> _Testo dell'esercizio_
L’ossessione per i gemelli continuò: aspettava i treni arrivare al campo, dopodiché selezionava le persone distinguendole in più gruppi. Alcuni sarebbero stati uccisi nelle camere a gas (come chi non raggiungeva i 150 centimetri), altri avrebbero lavorato ed infine i “privilegiati” gemelli avrebbero ricevuto un diverso trattamento che prevedeva la loro cura affinché fossero al meglio per essere analizzati e sottoposti a tutte le pratiche che venivano in mente all’angelo della morte.

 

ZW erano le lettere che comparivano accanto al numero tatuato sui corpi dei deportati ed indicavano che si trattava di gemelli (Zwillinge). Questi ultimi vivevano in un blocco speciale tale da svolgere lavori meno faticosi, mangiare una razione di cibo più sostanziosa, essere salvaguardati dalle SS.

 

Mengele mandava relazioni a Von Verschuer per tenerlo aggiornato sui suoi studi, sulle sue ricerche e sui suoi esperimenti: compiva delle analisi comparative in particolar modo sui gemelli identici, fotografandoli, misurandoli, prelevando il sangue, iniettando sostanze chimiche per vedere la reazione della pelle, osservando la resistenza dei corpi sottoposti a pressioni anormali.

 

Giunse persino ad unire artificialmente due bambini: presto le mani si infettarono, la cancrena avvolse i loro corpi e la tragedia si consumò nel dolore e nella sofferenza più atroce. I principi della medicina erano sepolti, abbandonati come parole al vento prive di significato.

 

La pazzia si manifestò anche su altre “tipologie” di persone: zingari, nani ed ebrei erano forme umane “anomale” da sopprimere; le donne incinte erano obbligate all’aborto così da permettergli di analizzare i feti; altre persone furono sottoposte ad immersione in acqua gelida per poter misurare quanto tempo passasse prima che la morte sopraggiungesse; e poi ancora castrazioni, sterilizzazioni, operazioni senza anestesia e trasfusioni complete incrociate.

 

Faceva credere alle cavie che sarebbero state salvate, che avrebbero ricevuto un trattamento di riguardo: ma tutte le sue azioni tendevano al solo obiettivo di sterminare i geni imperfetti. Gli esperimenti diventavano torture interminabili: se un gemello moriva, l’altro diventava inutile ai suoi occhi e lo destinava alla morte tramite iniezioni di fenolo o nelle camere a gas.

Estratti da un dataset:
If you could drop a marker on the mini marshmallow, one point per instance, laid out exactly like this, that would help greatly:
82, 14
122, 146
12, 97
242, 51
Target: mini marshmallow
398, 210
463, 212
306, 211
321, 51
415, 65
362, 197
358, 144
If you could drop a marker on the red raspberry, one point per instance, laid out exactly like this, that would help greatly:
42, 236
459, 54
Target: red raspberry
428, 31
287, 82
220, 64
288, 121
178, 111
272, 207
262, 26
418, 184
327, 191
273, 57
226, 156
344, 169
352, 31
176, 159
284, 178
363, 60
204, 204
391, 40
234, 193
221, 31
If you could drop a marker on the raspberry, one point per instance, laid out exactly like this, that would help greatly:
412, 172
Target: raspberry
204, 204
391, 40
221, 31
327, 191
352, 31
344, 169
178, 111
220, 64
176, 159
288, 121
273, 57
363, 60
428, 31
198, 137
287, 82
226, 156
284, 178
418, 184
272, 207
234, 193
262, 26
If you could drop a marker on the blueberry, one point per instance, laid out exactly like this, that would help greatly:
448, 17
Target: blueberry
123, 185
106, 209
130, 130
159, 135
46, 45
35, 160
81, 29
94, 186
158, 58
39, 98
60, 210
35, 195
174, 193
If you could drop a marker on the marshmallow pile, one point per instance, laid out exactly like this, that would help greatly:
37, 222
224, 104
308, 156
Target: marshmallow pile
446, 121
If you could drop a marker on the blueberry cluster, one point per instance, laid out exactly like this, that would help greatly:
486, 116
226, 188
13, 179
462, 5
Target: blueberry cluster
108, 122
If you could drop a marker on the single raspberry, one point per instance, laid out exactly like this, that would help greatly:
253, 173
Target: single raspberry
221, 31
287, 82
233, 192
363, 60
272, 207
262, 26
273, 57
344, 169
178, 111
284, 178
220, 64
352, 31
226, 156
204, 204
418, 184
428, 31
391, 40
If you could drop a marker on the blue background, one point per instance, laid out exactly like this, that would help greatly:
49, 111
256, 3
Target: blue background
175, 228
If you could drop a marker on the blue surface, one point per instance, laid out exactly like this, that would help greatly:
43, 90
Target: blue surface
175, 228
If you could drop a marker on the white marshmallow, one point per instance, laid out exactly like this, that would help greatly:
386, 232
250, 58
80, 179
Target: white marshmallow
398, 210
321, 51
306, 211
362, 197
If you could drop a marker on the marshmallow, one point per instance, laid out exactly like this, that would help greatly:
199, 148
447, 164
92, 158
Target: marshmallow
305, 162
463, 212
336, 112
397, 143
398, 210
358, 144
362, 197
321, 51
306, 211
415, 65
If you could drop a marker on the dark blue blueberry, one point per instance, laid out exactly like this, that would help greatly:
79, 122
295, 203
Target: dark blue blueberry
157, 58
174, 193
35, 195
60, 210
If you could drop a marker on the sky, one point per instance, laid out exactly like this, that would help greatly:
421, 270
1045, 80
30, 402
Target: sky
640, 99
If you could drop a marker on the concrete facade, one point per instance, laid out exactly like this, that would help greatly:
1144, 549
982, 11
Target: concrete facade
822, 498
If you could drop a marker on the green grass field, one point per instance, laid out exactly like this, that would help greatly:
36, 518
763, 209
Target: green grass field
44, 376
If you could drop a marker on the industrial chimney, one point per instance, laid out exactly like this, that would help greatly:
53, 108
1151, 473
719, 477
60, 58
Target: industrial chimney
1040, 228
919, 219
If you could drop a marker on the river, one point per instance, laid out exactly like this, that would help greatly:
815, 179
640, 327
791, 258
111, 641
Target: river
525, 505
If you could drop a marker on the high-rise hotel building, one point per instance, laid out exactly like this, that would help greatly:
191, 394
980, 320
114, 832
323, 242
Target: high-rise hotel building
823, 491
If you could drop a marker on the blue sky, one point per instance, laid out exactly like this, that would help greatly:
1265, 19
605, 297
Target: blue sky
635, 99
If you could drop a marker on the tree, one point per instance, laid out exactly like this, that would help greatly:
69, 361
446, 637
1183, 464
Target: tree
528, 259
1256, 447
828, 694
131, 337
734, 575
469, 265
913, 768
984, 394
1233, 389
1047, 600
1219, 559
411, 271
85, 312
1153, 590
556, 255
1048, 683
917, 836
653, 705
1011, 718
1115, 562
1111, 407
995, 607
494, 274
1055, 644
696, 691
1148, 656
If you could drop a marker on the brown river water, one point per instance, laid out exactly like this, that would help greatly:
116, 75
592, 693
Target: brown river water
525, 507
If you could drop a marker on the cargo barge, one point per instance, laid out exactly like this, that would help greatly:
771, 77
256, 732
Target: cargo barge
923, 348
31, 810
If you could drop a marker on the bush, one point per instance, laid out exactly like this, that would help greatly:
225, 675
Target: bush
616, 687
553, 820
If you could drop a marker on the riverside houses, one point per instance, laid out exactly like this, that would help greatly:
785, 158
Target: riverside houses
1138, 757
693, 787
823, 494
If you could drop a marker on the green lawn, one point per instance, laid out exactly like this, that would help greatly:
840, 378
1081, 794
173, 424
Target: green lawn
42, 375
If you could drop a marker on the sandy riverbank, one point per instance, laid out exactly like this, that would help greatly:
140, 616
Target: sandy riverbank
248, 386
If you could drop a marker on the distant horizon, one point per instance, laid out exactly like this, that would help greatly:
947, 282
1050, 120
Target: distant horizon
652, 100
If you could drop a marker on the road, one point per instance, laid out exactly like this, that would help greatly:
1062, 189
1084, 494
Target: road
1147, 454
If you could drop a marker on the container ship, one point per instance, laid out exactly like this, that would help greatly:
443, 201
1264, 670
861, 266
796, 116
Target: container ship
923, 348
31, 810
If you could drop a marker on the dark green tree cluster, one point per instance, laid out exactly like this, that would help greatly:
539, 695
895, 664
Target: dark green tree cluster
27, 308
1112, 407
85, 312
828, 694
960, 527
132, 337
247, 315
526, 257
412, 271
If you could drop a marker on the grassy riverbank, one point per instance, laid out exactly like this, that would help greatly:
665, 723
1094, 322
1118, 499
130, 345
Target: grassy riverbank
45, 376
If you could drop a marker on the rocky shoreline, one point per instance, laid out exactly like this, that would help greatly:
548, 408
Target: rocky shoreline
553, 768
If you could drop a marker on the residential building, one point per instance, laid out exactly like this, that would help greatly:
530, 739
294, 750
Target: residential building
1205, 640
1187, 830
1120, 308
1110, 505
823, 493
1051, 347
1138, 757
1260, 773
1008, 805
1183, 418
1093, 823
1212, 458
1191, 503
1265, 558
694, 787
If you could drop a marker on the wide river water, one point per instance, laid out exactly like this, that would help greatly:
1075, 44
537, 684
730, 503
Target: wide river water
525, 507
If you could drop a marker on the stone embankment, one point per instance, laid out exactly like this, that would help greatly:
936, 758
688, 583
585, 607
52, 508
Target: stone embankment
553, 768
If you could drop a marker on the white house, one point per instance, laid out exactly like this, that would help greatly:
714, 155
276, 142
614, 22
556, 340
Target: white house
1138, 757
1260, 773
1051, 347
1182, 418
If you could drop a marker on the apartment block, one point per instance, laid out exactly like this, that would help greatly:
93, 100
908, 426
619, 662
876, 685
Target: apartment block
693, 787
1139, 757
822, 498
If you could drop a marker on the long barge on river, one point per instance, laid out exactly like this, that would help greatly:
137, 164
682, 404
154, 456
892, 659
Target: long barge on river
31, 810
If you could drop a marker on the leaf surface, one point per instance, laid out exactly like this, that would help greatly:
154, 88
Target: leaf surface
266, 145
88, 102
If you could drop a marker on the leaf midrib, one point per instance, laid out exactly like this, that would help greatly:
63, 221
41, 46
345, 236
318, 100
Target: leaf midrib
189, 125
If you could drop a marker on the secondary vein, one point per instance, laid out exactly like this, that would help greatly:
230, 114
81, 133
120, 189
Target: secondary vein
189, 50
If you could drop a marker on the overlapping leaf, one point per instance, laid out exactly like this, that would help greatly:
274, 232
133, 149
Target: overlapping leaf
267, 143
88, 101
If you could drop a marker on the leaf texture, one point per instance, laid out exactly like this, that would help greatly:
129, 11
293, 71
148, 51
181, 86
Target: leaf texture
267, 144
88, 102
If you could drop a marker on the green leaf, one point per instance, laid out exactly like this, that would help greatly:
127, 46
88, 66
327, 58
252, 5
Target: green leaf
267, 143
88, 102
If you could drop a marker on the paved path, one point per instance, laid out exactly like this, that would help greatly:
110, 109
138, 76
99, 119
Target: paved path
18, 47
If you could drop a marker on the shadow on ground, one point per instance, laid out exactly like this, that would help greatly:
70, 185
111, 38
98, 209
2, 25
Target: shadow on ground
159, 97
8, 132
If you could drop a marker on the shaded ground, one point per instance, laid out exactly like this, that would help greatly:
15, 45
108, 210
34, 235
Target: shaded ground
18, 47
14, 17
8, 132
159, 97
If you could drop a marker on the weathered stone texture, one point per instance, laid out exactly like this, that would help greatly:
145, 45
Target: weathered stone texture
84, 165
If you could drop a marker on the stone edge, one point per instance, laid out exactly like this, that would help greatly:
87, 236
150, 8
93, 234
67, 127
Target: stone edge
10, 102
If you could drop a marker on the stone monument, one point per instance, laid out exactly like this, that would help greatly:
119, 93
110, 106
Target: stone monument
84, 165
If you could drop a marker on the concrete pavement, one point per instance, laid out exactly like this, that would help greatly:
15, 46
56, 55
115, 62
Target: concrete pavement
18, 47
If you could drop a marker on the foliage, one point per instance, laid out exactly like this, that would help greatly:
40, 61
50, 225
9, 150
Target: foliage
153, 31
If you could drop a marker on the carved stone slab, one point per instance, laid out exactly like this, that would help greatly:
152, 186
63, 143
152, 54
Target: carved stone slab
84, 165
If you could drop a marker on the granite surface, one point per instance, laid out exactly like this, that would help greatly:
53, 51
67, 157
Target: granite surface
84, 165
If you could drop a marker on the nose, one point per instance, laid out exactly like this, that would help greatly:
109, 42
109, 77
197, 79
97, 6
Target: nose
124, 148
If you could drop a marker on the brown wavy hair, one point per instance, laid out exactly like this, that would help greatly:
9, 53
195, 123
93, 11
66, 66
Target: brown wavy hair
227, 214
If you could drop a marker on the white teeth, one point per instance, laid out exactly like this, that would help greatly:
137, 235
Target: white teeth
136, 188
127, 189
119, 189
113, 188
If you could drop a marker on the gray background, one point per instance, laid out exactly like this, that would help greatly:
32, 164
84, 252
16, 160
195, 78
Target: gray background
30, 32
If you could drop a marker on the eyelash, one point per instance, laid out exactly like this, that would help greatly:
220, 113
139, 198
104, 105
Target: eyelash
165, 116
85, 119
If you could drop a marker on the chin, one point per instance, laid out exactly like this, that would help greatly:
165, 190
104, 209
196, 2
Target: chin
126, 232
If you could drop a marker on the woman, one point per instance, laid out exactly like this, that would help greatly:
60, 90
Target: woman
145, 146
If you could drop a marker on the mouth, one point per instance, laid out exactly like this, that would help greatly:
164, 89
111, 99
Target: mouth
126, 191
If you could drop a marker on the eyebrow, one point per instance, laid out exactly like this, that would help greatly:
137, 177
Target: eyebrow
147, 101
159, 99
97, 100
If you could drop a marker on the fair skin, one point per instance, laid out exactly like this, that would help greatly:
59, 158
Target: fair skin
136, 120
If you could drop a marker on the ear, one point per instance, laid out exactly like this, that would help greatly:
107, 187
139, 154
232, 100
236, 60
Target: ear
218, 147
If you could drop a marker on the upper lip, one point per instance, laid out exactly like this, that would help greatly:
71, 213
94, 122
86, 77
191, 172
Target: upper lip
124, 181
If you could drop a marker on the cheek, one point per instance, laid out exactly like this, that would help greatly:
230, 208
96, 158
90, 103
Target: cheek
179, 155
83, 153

> _Verifica la comprensione_
1 - Trascrivi dal testo dell'esercizio il passo che comincia con le parole "ZW erano le" e fermati dopo le parole "a pressioni anormali.".
2 - Rispondi in base al testo dell'esercizio:
(a) Che cosa indicavano le lettere ZW accanto al numero tatuato sui deportati?
(b) A chi mandava Mengele le relazioni sui suoi studi?
(c) In quali modi veniva mandato a morte il gemello rimasto quando l'altro moriva?
Per rispondere basati soltanto sul testo dell'esercizio.

> _Risposte alle consegne_
1 -
ZW erano le lettere che comparivano accanto al numero tatuato sui corpi dei deportati ed indicavano che si trattava di gemelli (Zwillinge). Questi ultimi vivevano in un blocco speciale tale da svolgere lavori meno faticosi, mangiare una razione di cibo più sostanziosa, essere salvaguardati dalle SS.

 

Mengele mandava relazioni a Von Verschuer per tenerlo aggiornato sui suoi studi, sulle sue ricerche e sui suoi esperimenti: compiva delle analisi comparative in particolar modo sui gemelli identici, fotografandoli, misurandoli, prelevando il sangue, iniettando sostanze chimiche per vedere la reazione della pelle, osservando la resistenza dei corpi sottoposti a pressioni anormali.

2 -
(a) Indicavano che si trattava di gemelli (Zwillinge).
(b) A Von Verschuer.
(c) Con iniezioni di fenolo o nelle camere a gas.